BEGIN Text segment
NSP - Steam
 

Steam

Steam is also beneficial for large scale greenhouse growth, effectively kills pathogens by heating the soil, leaves no toxic residue and requires little aeration time as compared to chemically treated soil. It is not economically feasible everywhere due to the need of appropriate machinery for steaming as well as water and fuel.

Steaming has been used for more than a century as a highly effective way of soil
disinfection and is under certain conditions a permitted practice in organic husbandry. Its application prior to crop establishment can be a very effective method of preventing weed seedling emergence on raised beds in vegetable cropping.

For efficient soil steaming, the soil should have a good tilth and be neither too wet nor too dry. Measuring soil temperature to ensure that the soil is heated to over 80EC (180EF) for 30 minutes is important. When this temperature or steaming time is exceeded, the farmers may face problems of waterlogging, ammonia and others may be encountered.

Soil treatment with steam at 80-100°C effectively controls most soil-borne pathogens
and weeds. Aerated steam (air-steam mixture) selectively kills plant pathogens at 50-60°C in 30 minutes and is used in some nurseries as an alternative to soil fumigation

Steaming at 100°C is in the Netherlands by far the most employed method owing to its small demand of labour.
END Text segment
◆ Directions:
[1] In the text on soil steaming, at what temperature and for how long does aerated steam selectively kill plant pathogens?
[2] Carry on the text on soil steaming from its final sentence.
The entries are not needed.
BEGIN Entries provided
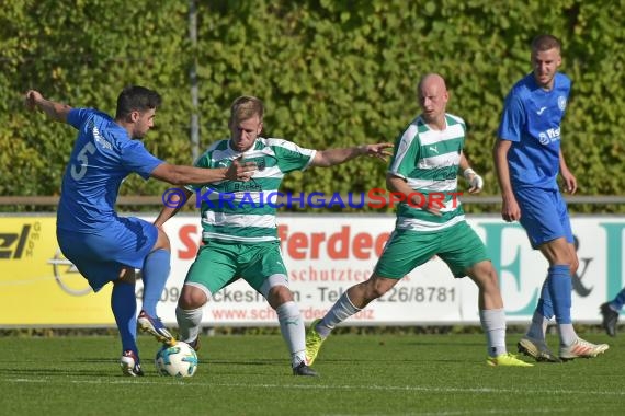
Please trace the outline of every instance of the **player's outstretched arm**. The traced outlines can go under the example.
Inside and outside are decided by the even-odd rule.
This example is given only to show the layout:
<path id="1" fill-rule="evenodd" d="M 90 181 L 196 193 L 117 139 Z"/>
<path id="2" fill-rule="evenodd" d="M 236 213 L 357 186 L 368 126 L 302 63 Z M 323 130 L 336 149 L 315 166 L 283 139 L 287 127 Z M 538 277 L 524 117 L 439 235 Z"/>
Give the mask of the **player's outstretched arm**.
<path id="1" fill-rule="evenodd" d="M 375 143 L 375 145 L 361 145 L 346 149 L 327 149 L 319 150 L 315 154 L 315 159 L 310 162 L 311 166 L 329 167 L 341 164 L 351 159 L 370 155 L 386 161 L 386 157 L 391 153 L 386 149 L 393 148 L 393 143 Z"/>
<path id="2" fill-rule="evenodd" d="M 42 93 L 35 90 L 26 92 L 26 95 L 24 96 L 24 105 L 32 112 L 41 109 L 52 119 L 63 123 L 66 123 L 67 115 L 71 109 L 67 104 L 44 99 Z"/>

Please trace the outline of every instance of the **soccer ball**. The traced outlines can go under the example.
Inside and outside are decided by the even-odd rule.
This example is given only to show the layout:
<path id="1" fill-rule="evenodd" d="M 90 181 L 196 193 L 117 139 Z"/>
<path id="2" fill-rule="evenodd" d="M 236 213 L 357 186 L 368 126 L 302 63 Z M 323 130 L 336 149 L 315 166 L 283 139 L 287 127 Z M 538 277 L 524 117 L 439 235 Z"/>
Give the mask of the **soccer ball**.
<path id="1" fill-rule="evenodd" d="M 177 342 L 173 346 L 163 345 L 155 358 L 157 372 L 166 377 L 192 377 L 197 370 L 197 355 L 186 343 Z"/>

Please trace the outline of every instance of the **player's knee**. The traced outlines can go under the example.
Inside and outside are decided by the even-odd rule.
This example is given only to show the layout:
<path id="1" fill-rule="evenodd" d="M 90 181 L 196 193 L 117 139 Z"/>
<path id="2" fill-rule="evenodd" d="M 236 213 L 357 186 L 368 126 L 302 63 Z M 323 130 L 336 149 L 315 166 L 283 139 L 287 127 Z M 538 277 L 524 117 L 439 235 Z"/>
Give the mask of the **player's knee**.
<path id="1" fill-rule="evenodd" d="M 486 291 L 499 290 L 499 278 L 490 262 L 474 267 L 468 275 L 477 286 Z"/>
<path id="2" fill-rule="evenodd" d="M 120 271 L 120 277 L 115 282 L 121 282 L 124 285 L 134 285 L 137 280 L 136 271 L 132 267 L 124 267 L 122 271 Z"/>

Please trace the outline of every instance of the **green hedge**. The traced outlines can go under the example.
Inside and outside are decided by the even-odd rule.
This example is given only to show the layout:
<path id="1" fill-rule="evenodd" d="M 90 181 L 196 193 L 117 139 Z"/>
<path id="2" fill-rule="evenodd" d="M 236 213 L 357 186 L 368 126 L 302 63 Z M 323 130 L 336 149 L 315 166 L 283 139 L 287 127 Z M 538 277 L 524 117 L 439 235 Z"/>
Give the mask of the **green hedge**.
<path id="1" fill-rule="evenodd" d="M 196 3 L 196 47 L 189 36 L 189 1 L 3 4 L 0 195 L 58 194 L 75 138 L 71 127 L 23 109 L 21 97 L 30 88 L 109 113 L 124 85 L 154 88 L 164 105 L 146 146 L 169 162 L 191 163 L 189 73 L 194 62 L 202 148 L 227 137 L 229 104 L 241 94 L 264 100 L 266 136 L 318 149 L 393 141 L 419 112 L 419 77 L 440 72 L 452 93 L 448 111 L 469 125 L 467 154 L 485 176 L 484 194 L 497 195 L 490 149 L 503 96 L 530 71 L 529 43 L 542 32 L 562 39 L 562 71 L 573 79 L 562 145 L 580 195 L 622 194 L 623 0 Z M 361 159 L 287 176 L 284 190 L 368 189 L 384 186 L 385 170 L 383 163 Z M 167 187 L 132 177 L 122 195 L 158 195 Z"/>

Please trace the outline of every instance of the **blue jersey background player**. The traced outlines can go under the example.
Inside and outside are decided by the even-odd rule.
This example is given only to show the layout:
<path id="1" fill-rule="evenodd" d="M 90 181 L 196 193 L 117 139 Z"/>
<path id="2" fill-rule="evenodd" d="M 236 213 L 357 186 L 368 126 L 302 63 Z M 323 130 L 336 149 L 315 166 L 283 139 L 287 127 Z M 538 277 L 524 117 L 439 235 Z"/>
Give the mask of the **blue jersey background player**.
<path id="1" fill-rule="evenodd" d="M 87 278 L 93 291 L 113 281 L 111 308 L 122 338 L 122 371 L 143 375 L 136 343 L 137 324 L 163 343 L 174 343 L 157 317 L 157 303 L 170 270 L 167 234 L 134 217 L 120 217 L 115 200 L 130 173 L 172 184 L 203 184 L 220 180 L 247 181 L 254 165 L 235 161 L 224 169 L 196 169 L 163 162 L 138 139 L 154 126 L 160 95 L 128 86 L 117 99 L 115 118 L 93 108 L 72 108 L 26 93 L 26 107 L 78 129 L 78 138 L 63 177 L 57 211 L 57 240 L 64 255 Z M 137 317 L 135 269 L 144 280 L 143 310 Z"/>
<path id="2" fill-rule="evenodd" d="M 553 35 L 532 42 L 532 73 L 522 78 L 505 97 L 493 149 L 505 221 L 520 221 L 533 249 L 549 262 L 547 278 L 527 333 L 519 350 L 538 361 L 595 357 L 605 344 L 579 338 L 571 321 L 571 275 L 579 265 L 570 220 L 557 184 L 558 172 L 567 192 L 577 190 L 561 148 L 560 123 L 571 82 L 558 72 L 561 43 Z M 555 315 L 560 337 L 559 359 L 545 342 L 549 319 Z"/>

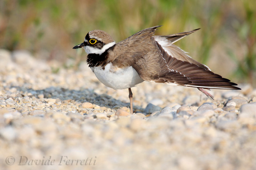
END Entries provided
◆ Response list:
[1] Aerated steam kills plant pathogens at 50-60°C in 30 minutes.

[2]
Steaming was applied first using a mobile soil steriliser in 1908. Its application required all the soil to be dug up and wheeled out of the greenhouses to be steamed. A more practical method came later, in the 1920s, and for the next 50 years, when the “loco” “loco-type” boilers were used moved by man.

New and more effective steam application methods, such as negative pressure steaming, have been developed for greenhouse soil disinfestations.

Steam is introduced under a sheet and forced into the deeper soil layers by negative pressure created in the soil by a fan, which sucks air out of the soil through buried perforated polypropene pipes. The method is more energy efficient, economical, and more reliable for the cultivation of some ornamentals in glasshouses than the conventional steaming method used for soil disinfestation.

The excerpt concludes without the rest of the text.